* SUPPLIED INFORMATION *
⁂

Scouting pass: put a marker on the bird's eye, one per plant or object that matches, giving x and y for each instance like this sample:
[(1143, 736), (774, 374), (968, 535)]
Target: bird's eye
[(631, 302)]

⁂

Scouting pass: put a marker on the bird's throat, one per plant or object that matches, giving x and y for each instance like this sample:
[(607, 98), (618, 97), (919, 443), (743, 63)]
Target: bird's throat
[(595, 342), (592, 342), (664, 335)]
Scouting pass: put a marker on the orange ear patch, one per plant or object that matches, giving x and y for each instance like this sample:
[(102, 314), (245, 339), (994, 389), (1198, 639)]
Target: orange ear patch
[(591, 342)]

⁂

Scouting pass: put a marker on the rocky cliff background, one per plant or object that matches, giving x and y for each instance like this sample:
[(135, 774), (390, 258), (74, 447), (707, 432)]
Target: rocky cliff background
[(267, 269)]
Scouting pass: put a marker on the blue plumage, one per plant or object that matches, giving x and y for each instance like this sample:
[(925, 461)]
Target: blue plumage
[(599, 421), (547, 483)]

⁂

Put the lines of the material into a numbered list, starting at the line containing "Scouting pass: put a marker on the blue" and ending at the line containing "[(599, 421), (547, 483)]", with any blank lines left out.

1. Scouting pass: put a marker on the blue plumage, one per plant or object that matches, giving x and y for each instance like this sample:
2. [(925, 461)]
3. Target: blue plumage
4. [(599, 421), (547, 483)]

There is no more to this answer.